▸ EXTRACT:
□ □ □ □

From the various things I’ve read through the years, each person’s experience of either death-and-revival and near-death is different – I’m glad you were successfully revived but, your statement begs the question: are you disappointed that there was nothibng to it?
JenniferB replied
Oh I know life can throw some real curve balls, but I guess it takes a stronger person to survive them and use the experiences to help others, than it does to succume to them. To want to die for someone is in efffect saying that you don’t love yourself or value yourself as much as you do them, when I’m sure the other person in love with you sees you as being equally as special… So I guess what I’m meaning is the ability to find balance, and loving yourself first and foremost in order to share a healthy love with someone else? Nope, I wasn’t disappointed there was nothing to it, I saw and felt nothing, the same as what I saw and felt before I was born or existed at all. :)
madvlad
some seeds spring forth, quicky with a drop of water,some seeds spring forth with a drop of blood from reddened tears—of times insults,-either way, seeds planted yesterday or long ago in the end, demand germinations labor-your time has come-grow mature concludtions, harvests, cry with joy,you lived long enough to see and feel pains children
JenniferB replied
beautiful thoughts and words madvlad… See… You are a born poet as well as Artist, I think if I write poetry again it will stem from a different place inside of me, I don’t feel angry or vengeful any more, just peaceful, but I don’t know how to express that kind of feeling. :)
Paul Rees-Jones
Yay for two thoughts…i read them and smile, as I think the words are true for most.
What I like is the words themselves, though few they are well written thoughts and have brought so many to comment…here’s hoping you plant these in the mind and they grow.
: { )}
XOX
JenniferB replied
Aww thanks Paul… I have little random thoughts on text files all over the place, hoping that they will grow and become something more substantial some time, but my concentration to make anything longer or more in depth is screwed at the moment! :)
Shoaib .

□ □ □ □

▸ DATA EXTRACT:

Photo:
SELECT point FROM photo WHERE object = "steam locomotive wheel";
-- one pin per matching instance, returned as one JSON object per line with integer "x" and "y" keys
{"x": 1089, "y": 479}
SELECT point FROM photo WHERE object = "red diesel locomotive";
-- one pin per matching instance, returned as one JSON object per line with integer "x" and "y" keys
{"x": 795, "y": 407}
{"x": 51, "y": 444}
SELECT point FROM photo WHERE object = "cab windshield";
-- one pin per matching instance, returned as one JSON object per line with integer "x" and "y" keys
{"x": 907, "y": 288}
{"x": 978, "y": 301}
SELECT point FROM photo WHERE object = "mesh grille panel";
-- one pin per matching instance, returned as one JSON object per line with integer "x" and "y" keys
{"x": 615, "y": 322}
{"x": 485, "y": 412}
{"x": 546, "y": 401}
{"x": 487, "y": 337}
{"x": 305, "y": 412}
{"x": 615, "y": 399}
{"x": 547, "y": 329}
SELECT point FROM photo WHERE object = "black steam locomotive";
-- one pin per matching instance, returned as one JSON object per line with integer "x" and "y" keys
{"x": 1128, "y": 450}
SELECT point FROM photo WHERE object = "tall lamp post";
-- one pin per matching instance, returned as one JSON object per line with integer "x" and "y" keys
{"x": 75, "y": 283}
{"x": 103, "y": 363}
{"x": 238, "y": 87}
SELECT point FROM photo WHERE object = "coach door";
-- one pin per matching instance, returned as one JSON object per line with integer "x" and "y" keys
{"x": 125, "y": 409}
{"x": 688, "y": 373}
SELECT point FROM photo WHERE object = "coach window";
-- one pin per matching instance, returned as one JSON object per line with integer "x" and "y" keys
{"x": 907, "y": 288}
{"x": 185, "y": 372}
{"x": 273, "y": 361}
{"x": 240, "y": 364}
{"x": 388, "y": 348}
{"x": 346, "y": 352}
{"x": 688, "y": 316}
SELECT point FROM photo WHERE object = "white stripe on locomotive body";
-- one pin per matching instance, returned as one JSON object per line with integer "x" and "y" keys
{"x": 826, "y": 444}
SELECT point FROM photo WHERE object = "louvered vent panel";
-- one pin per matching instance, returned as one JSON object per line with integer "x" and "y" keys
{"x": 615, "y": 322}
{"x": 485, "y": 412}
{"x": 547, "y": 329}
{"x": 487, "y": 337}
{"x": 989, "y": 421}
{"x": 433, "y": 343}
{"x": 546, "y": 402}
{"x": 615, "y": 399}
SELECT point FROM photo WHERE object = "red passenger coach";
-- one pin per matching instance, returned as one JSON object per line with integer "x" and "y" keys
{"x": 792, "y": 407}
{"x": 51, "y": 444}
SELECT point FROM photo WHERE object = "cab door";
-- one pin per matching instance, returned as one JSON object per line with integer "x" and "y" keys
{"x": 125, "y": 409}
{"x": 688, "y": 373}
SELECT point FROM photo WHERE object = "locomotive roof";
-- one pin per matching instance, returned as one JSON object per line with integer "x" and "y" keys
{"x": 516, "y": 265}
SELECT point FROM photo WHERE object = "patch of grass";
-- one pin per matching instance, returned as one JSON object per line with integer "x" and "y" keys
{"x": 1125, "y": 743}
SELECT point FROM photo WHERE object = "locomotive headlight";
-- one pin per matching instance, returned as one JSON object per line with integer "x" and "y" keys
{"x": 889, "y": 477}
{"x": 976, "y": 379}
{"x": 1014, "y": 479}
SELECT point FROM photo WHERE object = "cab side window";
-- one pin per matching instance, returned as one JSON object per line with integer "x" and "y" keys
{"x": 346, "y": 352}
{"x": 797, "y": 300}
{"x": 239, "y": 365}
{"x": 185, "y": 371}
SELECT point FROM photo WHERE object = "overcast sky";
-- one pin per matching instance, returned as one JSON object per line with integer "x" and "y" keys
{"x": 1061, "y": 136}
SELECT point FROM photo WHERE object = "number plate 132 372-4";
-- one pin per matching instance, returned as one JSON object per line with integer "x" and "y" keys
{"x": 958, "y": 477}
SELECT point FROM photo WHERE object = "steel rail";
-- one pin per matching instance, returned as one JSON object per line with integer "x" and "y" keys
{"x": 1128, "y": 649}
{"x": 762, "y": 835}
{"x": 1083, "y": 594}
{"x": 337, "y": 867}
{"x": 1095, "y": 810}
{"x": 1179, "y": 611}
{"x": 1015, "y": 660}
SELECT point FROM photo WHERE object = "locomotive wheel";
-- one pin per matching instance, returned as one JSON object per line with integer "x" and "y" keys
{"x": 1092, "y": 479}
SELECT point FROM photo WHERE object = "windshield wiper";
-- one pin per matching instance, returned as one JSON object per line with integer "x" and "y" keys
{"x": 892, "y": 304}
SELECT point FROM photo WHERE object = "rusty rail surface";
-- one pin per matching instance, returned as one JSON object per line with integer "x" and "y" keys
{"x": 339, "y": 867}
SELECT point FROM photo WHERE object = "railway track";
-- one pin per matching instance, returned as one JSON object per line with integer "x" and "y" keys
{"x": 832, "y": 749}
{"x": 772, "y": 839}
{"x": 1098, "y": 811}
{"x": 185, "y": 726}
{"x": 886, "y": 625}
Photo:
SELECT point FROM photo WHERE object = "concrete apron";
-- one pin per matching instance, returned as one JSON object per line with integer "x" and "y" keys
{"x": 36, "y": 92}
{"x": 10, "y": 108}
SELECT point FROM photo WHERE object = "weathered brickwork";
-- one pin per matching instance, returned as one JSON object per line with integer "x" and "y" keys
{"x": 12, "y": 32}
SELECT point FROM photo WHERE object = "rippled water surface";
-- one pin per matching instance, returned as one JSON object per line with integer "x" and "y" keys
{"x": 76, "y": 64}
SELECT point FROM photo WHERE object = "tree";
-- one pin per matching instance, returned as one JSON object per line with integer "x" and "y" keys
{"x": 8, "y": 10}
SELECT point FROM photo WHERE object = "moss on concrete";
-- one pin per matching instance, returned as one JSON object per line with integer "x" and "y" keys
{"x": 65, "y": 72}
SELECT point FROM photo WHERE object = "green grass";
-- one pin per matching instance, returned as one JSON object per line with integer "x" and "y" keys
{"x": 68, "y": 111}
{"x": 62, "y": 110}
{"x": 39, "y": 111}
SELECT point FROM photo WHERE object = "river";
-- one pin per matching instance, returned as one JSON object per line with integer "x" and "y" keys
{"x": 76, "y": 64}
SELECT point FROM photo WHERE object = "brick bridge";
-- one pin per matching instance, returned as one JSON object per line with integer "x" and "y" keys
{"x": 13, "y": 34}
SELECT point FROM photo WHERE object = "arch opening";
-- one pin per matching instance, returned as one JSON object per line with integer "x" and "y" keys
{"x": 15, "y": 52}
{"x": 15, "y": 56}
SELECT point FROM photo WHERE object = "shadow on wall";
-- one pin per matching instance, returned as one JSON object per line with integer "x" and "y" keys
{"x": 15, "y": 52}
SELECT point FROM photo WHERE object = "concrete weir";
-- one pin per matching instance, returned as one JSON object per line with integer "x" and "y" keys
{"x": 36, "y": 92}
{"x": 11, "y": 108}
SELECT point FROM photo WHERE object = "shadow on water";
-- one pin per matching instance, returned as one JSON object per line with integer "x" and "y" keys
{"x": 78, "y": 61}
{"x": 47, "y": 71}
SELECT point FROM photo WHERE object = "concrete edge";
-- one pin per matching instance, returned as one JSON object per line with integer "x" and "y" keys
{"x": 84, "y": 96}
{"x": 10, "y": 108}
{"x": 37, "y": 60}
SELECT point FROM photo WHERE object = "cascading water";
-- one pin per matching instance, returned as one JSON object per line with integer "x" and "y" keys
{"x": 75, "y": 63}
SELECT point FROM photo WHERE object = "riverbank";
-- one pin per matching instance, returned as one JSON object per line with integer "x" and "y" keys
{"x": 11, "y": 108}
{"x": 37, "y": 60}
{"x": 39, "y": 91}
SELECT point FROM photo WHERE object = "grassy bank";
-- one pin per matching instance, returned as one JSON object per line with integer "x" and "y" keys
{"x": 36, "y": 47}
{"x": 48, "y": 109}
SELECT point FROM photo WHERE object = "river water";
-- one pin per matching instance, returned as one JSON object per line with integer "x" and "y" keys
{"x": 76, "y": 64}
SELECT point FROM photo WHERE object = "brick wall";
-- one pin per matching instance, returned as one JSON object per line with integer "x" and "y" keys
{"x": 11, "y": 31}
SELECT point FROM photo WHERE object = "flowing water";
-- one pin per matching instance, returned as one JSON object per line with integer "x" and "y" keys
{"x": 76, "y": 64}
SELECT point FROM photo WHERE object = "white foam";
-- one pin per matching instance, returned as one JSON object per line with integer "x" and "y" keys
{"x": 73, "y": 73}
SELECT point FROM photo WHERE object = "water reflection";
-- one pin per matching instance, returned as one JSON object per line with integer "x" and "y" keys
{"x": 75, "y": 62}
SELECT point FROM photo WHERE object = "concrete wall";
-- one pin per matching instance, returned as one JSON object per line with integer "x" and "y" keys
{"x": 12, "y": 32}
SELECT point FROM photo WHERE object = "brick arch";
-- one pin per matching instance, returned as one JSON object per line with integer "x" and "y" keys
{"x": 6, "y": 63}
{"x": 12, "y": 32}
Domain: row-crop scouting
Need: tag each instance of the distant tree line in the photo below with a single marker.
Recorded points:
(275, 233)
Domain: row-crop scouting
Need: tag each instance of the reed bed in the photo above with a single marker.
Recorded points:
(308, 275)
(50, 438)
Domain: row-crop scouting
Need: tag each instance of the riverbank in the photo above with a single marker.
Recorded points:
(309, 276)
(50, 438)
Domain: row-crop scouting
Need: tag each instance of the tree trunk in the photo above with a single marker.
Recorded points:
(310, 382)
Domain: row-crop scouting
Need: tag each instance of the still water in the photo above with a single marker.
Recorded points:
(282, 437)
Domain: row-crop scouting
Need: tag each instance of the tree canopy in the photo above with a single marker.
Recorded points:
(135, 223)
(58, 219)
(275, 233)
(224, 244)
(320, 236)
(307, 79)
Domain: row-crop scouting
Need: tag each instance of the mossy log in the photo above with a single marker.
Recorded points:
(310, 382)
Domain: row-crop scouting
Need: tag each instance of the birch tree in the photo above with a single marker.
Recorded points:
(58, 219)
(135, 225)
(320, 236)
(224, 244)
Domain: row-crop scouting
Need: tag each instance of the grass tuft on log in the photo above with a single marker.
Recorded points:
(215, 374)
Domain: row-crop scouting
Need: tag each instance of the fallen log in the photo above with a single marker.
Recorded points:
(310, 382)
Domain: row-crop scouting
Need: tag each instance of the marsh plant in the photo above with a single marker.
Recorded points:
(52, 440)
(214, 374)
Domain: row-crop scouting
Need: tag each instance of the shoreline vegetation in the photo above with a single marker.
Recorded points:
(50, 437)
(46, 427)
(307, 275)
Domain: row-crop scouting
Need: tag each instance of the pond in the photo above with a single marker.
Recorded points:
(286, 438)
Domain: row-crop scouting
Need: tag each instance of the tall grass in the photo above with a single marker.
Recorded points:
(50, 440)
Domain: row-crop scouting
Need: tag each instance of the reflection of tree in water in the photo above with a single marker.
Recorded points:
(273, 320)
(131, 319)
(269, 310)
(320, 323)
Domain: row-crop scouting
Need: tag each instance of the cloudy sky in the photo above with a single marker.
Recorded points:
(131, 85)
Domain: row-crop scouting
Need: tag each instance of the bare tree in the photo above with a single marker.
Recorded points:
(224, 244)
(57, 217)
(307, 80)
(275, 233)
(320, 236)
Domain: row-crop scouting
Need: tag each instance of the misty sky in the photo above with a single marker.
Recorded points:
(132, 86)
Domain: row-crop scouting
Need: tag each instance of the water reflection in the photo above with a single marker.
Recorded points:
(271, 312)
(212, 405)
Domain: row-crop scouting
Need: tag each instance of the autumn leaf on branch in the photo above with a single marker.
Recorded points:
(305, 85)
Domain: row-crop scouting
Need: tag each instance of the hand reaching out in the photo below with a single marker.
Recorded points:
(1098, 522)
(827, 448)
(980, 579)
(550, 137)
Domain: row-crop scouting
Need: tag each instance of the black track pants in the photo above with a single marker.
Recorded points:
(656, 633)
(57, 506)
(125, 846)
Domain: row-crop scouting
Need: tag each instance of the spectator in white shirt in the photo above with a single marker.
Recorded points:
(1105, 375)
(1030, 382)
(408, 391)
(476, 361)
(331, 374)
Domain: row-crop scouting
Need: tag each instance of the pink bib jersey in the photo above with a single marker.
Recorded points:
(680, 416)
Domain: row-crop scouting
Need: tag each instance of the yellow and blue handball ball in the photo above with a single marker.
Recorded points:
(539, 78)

□ □ □ □

▸ EXERCISES:
[1] In the comment thread, was JenniferB disappointed that there was nothing to it?
[2] Write out the stretch of the comment thread from "What I like" through "and they grow.".
[3] In the comment thread, rewrite the paragraph beginning "beautiful thoughts and words madvlad" more briefly, keeping its main facts.

▸ EXPECTED OUTPUTS:
[1] No. JenniferB saw and felt nothing, the same as before being born or existing at all.

[2]
What I like is the words themselves, though few they are well written thoughts and have brought so many to comment…here’s hoping you plant these in the mind and they grow.

[3] Beautiful words, madvlad; you are a born poet as well as an artist. If I write poetry again, it will come from a different place in me. I no longer feel angry or vengeful, only peaceful, but I don't know how to express that feeling.